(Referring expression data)
# # # #

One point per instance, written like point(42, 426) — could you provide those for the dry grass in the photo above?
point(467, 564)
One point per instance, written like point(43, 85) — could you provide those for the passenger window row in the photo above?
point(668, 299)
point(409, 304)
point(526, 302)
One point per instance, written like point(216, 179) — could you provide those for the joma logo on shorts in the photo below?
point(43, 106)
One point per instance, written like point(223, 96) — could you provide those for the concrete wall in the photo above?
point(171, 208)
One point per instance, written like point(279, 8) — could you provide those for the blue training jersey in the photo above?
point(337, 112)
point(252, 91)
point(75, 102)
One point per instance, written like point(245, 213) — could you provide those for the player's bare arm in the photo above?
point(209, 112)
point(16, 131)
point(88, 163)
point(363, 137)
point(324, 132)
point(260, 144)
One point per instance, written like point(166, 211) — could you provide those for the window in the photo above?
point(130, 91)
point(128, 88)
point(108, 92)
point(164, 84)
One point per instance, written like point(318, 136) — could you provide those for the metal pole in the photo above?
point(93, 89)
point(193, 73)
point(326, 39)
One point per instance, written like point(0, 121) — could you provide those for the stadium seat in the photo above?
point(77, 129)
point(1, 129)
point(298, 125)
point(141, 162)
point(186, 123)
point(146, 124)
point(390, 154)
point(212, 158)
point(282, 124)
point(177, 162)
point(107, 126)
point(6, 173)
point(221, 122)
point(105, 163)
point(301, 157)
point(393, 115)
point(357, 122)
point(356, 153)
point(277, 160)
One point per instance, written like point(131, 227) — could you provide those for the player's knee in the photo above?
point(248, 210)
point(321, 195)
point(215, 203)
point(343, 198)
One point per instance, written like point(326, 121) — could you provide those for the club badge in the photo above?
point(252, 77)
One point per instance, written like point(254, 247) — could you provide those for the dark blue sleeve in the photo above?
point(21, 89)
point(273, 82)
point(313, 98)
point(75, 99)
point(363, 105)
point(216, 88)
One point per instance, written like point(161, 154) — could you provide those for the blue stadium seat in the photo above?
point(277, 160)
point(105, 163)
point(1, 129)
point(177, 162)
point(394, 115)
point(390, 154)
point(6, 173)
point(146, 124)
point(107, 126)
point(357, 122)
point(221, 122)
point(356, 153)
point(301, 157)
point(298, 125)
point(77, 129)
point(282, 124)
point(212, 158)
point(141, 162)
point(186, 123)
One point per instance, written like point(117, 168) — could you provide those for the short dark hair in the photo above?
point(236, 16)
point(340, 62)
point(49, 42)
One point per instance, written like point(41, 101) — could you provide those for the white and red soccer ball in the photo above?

# # # #

WORK TO COMPLETE: Once you have read the records above, set every one of them down again exactly.

WRITTEN SOLUTION:
One point per instance, written like point(42, 426) — could you provide those for the dry grass in the photo above?
point(467, 564)
One point per instance, written like point(43, 85) — could you provide those for the passenger window row in the photo above?
point(668, 299)
point(409, 304)
point(526, 302)
One point per instance, written like point(216, 179) — could you provide those for the joma logo on shorts in the photo below?
point(43, 106)
One point per instance, written like point(223, 96) — could you provide those for the concrete wall in the photo above?
point(171, 208)
One point per instance, written like point(279, 8) — could you provide those for the blue training jersey in the photo above?
point(337, 112)
point(252, 91)
point(75, 102)
One point per instance, written like point(245, 213) — could you provide those for the player's bare arm in the photo above?
point(209, 112)
point(16, 131)
point(88, 163)
point(363, 137)
point(324, 132)
point(260, 144)
One point per instance, written like point(166, 211) — could you provide those for the window in the photo above?
point(130, 91)
point(128, 88)
point(108, 92)
point(164, 84)
One point per instance, written like point(318, 136) — could you provide those for the metal pole in the photo above?
point(93, 89)
point(193, 73)
point(326, 39)
One point per instance, written like point(0, 121) — could you provide those for the stadium seat in the photo above?
point(77, 129)
point(1, 129)
point(298, 125)
point(141, 162)
point(186, 123)
point(146, 124)
point(390, 154)
point(212, 158)
point(282, 124)
point(177, 162)
point(107, 126)
point(6, 173)
point(221, 122)
point(105, 163)
point(301, 157)
point(393, 115)
point(357, 122)
point(356, 153)
point(277, 160)
One point per instance, written like point(131, 227) — could you provide those for the player's knee in the photo above?
point(248, 210)
point(321, 195)
point(215, 203)
point(343, 198)
One point per instance, written like point(326, 121) — could you provide those for the club badge in the photo above?
point(252, 77)
One point per instance, written like point(254, 247) — could you provide those for the dark blue sleeve in the photo above?
point(21, 89)
point(273, 82)
point(313, 98)
point(75, 99)
point(363, 105)
point(216, 88)
One point per instance, written like point(161, 154) — could you provide those for the blue stadium seat in the photo above?
point(277, 160)
point(105, 163)
point(1, 129)
point(177, 162)
point(394, 115)
point(390, 154)
point(6, 173)
point(146, 124)
point(107, 126)
point(357, 122)
point(221, 122)
point(356, 153)
point(301, 157)
point(298, 125)
point(77, 129)
point(282, 124)
point(212, 158)
point(141, 162)
point(186, 123)
One point per instance, written like point(117, 168) — could you provide those for the short dark hair in the photo above?
point(236, 16)
point(340, 62)
point(49, 42)
One point per instance, written like point(41, 101) — could you provide those for the white and red soccer ball in the photo above?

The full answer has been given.